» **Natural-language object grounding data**
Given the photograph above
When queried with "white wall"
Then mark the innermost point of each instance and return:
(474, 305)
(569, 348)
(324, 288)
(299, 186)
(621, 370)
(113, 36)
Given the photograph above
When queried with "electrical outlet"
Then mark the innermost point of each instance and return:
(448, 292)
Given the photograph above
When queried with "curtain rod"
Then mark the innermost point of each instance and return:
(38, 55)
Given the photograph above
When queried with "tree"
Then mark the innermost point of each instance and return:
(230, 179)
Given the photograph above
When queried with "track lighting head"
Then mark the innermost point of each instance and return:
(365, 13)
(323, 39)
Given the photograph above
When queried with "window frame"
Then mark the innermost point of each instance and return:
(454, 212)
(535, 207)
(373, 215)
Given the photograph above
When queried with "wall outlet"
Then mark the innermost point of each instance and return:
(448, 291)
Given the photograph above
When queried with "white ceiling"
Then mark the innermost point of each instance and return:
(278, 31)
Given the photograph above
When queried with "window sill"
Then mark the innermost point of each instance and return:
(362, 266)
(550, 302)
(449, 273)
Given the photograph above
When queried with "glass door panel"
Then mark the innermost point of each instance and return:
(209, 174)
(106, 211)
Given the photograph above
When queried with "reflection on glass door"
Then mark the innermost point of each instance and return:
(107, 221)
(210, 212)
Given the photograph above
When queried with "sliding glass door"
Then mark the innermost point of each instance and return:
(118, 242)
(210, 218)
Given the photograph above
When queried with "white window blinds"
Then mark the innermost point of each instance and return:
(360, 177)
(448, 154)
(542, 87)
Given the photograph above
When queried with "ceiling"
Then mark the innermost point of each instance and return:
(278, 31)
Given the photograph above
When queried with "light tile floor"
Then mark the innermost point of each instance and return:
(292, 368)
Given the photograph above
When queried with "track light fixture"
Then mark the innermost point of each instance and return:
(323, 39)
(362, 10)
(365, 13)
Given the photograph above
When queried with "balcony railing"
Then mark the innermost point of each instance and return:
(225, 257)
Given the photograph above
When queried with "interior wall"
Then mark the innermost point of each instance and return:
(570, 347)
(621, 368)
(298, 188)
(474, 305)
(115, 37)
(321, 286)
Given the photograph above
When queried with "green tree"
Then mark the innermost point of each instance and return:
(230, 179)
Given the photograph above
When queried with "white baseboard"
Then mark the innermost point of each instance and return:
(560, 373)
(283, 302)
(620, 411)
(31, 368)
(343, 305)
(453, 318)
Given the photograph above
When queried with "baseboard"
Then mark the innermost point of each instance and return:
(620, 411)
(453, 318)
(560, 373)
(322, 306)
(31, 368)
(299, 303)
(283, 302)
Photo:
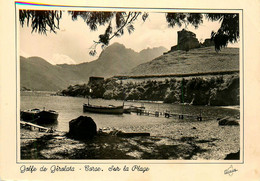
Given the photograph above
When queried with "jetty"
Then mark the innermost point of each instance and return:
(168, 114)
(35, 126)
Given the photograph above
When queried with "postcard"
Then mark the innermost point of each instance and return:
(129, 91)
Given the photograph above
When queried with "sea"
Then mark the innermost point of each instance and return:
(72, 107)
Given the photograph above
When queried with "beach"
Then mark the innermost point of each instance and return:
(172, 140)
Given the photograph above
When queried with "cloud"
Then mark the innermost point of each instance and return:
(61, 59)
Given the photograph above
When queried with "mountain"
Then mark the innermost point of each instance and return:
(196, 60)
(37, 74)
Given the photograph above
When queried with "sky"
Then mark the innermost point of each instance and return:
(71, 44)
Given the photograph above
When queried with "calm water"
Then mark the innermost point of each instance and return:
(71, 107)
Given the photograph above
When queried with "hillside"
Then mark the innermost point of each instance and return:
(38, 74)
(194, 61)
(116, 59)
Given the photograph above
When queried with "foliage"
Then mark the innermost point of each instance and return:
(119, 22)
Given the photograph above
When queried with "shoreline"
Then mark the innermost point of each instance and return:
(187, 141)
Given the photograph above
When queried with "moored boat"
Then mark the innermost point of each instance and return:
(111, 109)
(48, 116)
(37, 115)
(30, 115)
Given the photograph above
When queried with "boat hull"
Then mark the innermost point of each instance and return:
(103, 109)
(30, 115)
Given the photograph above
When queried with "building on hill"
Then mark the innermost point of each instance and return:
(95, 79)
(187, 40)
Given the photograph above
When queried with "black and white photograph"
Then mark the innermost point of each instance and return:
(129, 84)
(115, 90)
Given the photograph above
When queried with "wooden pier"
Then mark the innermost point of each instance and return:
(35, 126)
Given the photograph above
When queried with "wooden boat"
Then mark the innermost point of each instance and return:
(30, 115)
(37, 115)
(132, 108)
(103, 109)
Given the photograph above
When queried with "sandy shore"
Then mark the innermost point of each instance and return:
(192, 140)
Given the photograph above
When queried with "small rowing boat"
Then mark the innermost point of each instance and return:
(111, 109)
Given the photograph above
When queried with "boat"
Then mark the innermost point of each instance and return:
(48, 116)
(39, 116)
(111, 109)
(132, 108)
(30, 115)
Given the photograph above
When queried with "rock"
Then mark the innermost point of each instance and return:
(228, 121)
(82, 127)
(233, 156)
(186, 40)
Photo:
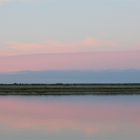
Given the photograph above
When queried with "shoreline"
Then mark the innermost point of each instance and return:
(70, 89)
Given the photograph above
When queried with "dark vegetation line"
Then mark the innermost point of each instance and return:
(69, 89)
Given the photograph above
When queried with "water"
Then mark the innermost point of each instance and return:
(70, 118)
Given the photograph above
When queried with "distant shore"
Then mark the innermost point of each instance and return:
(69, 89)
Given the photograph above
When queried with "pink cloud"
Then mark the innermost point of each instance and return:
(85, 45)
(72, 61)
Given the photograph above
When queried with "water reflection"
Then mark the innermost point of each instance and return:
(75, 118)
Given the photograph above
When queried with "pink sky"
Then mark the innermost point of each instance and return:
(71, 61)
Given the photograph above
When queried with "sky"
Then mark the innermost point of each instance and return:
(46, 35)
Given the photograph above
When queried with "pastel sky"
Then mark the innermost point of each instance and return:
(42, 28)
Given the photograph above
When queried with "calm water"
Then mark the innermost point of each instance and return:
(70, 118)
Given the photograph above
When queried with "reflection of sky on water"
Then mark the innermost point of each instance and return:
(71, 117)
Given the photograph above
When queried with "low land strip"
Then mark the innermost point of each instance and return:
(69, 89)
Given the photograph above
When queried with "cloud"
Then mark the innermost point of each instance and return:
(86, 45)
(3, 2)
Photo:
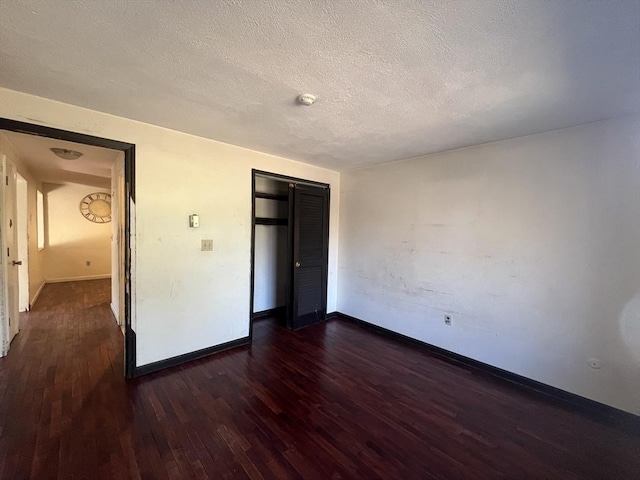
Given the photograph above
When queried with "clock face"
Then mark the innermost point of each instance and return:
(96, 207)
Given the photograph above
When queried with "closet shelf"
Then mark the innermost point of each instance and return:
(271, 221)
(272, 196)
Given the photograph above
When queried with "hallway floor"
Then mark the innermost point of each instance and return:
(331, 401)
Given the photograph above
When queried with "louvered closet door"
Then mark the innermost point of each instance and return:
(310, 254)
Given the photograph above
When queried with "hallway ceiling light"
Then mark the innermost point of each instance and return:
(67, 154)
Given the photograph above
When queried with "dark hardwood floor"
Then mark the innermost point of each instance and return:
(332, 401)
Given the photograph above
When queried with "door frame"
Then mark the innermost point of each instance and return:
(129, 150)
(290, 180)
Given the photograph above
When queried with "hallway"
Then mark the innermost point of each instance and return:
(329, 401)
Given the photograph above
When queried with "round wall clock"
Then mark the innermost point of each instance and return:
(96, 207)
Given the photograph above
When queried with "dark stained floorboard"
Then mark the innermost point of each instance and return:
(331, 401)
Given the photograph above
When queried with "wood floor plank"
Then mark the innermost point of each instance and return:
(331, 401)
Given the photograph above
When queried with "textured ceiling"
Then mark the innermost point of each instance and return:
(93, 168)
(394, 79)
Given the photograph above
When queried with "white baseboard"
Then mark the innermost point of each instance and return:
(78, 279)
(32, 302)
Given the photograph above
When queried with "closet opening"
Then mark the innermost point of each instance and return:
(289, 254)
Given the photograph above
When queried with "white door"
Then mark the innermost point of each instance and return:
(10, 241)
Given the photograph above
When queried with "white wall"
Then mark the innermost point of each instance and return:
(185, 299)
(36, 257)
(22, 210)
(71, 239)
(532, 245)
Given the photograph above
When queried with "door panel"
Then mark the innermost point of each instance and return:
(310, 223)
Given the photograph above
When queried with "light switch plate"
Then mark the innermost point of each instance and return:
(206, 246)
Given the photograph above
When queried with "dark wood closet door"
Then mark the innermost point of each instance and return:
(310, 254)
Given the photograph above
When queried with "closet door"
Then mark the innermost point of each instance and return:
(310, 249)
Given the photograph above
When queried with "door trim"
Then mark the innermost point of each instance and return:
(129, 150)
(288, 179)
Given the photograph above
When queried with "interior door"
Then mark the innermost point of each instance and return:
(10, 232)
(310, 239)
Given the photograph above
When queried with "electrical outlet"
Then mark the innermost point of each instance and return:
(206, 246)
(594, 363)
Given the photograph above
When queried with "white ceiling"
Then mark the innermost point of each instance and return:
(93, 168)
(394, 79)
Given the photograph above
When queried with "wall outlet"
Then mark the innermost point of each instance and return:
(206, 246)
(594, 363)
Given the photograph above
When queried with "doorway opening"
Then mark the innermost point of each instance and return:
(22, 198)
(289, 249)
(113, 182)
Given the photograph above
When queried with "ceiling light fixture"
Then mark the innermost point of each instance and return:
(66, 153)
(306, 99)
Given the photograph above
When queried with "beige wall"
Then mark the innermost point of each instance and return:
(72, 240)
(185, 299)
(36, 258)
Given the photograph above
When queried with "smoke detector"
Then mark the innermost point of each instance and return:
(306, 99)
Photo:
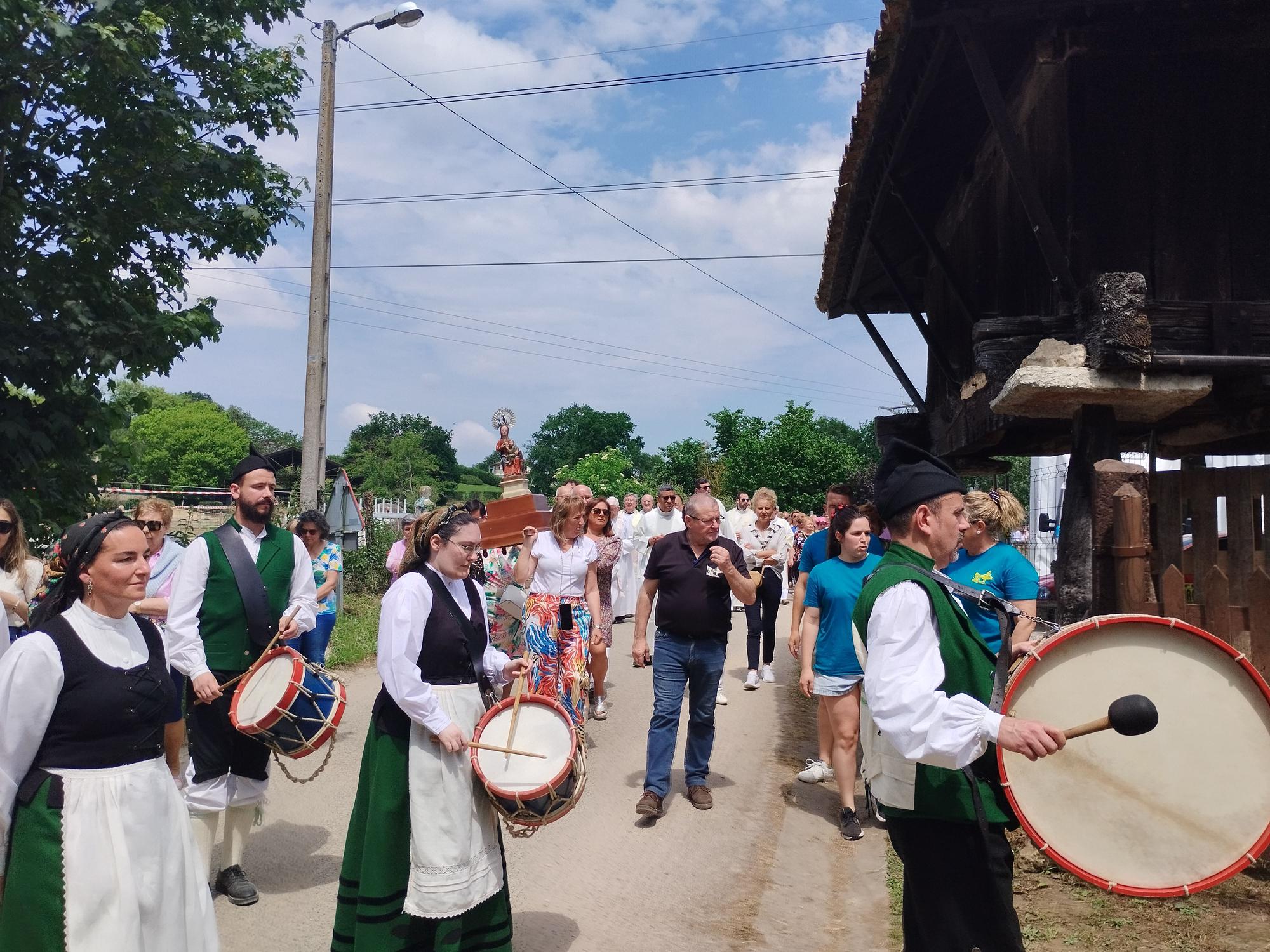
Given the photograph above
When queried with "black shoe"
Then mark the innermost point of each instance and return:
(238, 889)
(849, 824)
--
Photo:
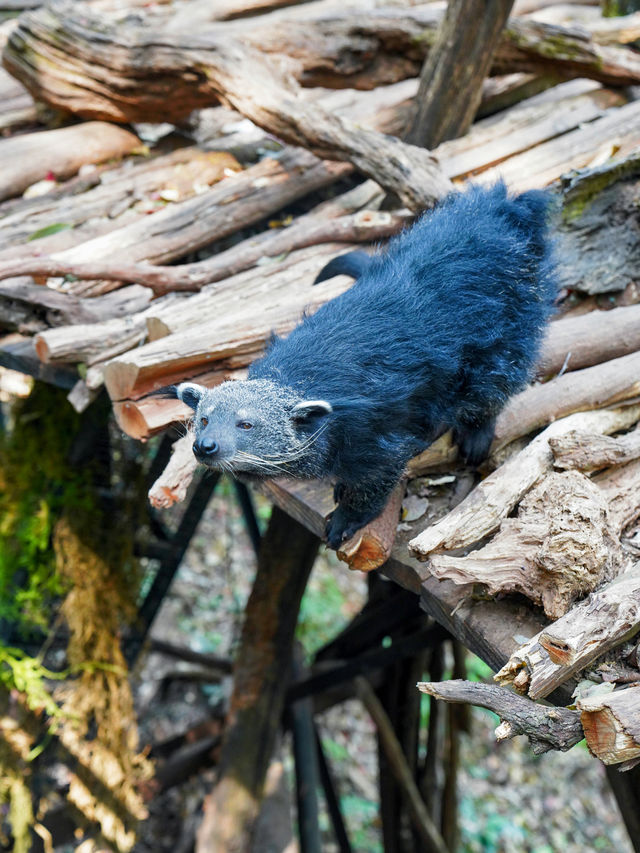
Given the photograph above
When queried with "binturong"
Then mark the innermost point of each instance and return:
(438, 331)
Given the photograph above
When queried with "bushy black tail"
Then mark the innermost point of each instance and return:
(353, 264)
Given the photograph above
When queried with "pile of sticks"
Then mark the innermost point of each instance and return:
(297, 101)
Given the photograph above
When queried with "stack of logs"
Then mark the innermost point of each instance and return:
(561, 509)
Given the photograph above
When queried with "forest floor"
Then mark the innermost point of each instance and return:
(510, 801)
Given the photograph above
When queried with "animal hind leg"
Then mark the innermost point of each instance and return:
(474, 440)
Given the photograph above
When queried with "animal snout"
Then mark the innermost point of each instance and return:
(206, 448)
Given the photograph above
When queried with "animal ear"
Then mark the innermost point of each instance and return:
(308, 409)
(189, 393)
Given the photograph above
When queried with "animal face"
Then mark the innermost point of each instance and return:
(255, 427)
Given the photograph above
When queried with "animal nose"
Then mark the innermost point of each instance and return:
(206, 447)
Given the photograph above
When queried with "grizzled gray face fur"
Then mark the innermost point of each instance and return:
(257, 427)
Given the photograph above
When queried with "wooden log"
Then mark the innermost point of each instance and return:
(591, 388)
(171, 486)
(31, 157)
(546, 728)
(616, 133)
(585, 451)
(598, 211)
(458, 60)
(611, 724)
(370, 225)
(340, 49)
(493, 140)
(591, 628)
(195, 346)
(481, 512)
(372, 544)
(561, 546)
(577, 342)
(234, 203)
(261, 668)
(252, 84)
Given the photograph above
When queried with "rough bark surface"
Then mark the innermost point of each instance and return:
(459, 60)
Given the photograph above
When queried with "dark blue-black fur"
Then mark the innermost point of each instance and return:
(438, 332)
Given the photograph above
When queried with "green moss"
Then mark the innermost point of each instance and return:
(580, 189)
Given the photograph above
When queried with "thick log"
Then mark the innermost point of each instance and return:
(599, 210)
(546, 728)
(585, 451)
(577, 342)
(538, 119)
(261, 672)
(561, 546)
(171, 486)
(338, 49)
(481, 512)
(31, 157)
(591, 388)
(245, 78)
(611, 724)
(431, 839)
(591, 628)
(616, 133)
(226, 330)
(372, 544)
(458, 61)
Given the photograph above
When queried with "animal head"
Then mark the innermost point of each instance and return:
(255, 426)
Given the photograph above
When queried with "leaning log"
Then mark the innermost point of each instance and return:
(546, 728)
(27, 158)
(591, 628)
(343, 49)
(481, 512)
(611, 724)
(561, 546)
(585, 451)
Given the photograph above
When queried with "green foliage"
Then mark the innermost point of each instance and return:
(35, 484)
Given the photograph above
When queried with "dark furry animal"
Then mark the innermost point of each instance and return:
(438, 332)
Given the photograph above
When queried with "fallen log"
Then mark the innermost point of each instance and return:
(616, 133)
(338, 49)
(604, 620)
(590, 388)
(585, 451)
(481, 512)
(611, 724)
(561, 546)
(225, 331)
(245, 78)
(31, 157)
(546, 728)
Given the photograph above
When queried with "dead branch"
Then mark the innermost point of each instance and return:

» **ACTIVITY**
Go through the lines above and count those with the string "green". Reply with the count and nothing more.

» **OUTPUT OF THE EXERCISE**
3